Exercise brief ->
Reproduce the full set of records that follow, exactly as shown.

Input data ->
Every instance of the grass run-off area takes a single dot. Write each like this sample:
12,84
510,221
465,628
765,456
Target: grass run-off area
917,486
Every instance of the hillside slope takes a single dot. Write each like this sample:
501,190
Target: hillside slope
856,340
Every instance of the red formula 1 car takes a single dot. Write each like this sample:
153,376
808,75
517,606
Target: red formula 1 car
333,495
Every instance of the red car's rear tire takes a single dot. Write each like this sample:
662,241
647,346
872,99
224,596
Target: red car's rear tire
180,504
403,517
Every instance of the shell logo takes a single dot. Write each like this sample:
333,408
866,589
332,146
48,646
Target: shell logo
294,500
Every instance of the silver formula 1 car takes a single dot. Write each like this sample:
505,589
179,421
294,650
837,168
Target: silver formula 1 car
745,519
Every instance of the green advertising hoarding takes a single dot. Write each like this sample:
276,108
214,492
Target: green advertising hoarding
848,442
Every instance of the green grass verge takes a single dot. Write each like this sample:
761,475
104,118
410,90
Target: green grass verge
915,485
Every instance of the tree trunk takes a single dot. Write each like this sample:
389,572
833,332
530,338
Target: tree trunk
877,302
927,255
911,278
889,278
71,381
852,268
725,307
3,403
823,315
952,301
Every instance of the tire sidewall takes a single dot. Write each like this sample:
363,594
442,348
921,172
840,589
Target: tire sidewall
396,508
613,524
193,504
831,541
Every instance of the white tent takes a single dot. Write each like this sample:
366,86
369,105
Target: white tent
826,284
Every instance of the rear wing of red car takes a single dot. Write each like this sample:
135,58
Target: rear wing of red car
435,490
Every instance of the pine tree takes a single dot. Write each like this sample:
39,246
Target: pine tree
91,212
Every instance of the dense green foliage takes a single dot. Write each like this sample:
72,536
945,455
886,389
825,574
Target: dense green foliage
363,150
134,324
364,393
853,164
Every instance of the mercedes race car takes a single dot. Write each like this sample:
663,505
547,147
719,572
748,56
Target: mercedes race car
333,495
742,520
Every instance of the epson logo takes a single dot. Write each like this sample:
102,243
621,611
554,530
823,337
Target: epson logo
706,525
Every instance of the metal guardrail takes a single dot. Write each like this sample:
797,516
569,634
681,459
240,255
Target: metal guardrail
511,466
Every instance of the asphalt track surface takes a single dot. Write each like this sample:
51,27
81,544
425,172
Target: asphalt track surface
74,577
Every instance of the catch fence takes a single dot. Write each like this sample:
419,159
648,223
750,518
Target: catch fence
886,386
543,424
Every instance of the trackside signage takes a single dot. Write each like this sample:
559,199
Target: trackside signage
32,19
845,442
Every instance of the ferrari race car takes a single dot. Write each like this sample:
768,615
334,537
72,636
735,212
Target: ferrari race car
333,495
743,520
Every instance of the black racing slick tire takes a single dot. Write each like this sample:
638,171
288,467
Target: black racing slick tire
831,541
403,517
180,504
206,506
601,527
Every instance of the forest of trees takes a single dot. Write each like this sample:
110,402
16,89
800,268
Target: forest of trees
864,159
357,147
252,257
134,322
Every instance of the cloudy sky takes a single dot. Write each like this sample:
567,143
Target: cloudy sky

Final answer ->
Every instance of the grass run-off area takes a single dot. Write each like this sample:
12,84
510,221
465,628
765,456
Target: grass run-off area
917,486
Every instance of the hillside slope takes a single dot. Write each like this sample:
501,190
Target: hillside slope
856,340
Every instance of the red formula 1 car takes a single dot. Write each like this sample:
153,376
808,75
517,606
Target: red formula 1 car
333,495
Every instance of the red car's rear tire takes a single dot. Write each like this sample:
662,241
647,346
872,99
224,596
Target: red car's rear tire
180,504
403,517
Every instance of the shell logo takes a single dot. Write each like this sample:
333,408
866,589
332,146
48,646
Target: shell logo
294,500
Every instance of the silver formula 1 car takes a single dot. Write each like this sample:
505,589
179,421
294,650
837,168
Target: silver formula 1 car
745,519
Every instance of the green advertising hoarding takes a single dot. Write each like this sample:
276,108
214,492
Target: green advertising hoarding
848,442
Every instance of the green grass verge takes a single dot. Write each like this sample:
761,475
104,118
410,90
Target: green grass verge
915,485
Every instance of the tree trunk takes a single dot. Write each like this sample:
389,572
833,332
530,338
Target: tree trunk
877,302
927,255
911,278
889,278
71,381
852,268
725,307
3,403
823,315
952,301
Every instance of the tire sidewall takes a single dot. Write each like this sample:
363,594
442,348
921,172
840,589
Target: tire sidewall
396,508
613,524
193,504
831,541
Every instance of the white tent takes a single dot. Write each like this sample:
366,86
369,105
Target: white tent
826,284
Every instance of the rear wing of red car takes a single dot. Write each like this sample:
135,58
Target: rear wing of red car
435,490
Every instance of the pine tree takes a single dot. Write each like this sample:
39,246
Target: pine tree
91,212
Every instance of the dense green foliage takes a single dot. Write each like this sample:
72,536
945,455
886,389
825,574
Target: dense green foliage
363,150
134,324
364,393
853,164
Every instance of the mercedes race car takes a single dot. Write each like this sample:
663,505
547,147
719,572
748,56
Target: mercedes race car
333,495
742,520
Every instance of the epson logo takes a single dot. Write each like this sample:
102,243
621,611
554,530
823,337
Target: epson logo
706,525
Every instance of the metal guardrail takes a single dot. Write each like this sample:
797,516
569,634
681,459
240,255
Target: metal guardrail
511,466
Every instance of the asphalt track surface takes a single dot. Write each like this sample:
51,27
81,544
425,172
Target: asphalt track surface
74,577
Every instance of the catch fence takes a single dot. Write each like this sample:
419,159
648,223
750,518
Target: catch fence
886,386
543,424
Every instance of the trackside signage takes a single dot. Write each like this sample:
559,199
Target: trackside signage
32,19
845,442
Every instance of the ferrari race car takes a single dot. Write each like this sample:
768,615
334,537
72,636
735,212
Target: ferrari race car
333,495
743,520
Every instance of the black racing slick tire takes a single dot. Write each like this sample:
638,171
288,467
Target: black racing slick tire
831,541
403,517
180,504
206,506
601,527
Every instance of the forest of trees takes a single dot. Write each like this sample:
110,402
16,89
800,268
Target: forest of trees
864,159
357,147
252,257
134,322
Every instance of the cloudy sky takes a single dot. Write each like this sample:
567,143
Target: cloudy sky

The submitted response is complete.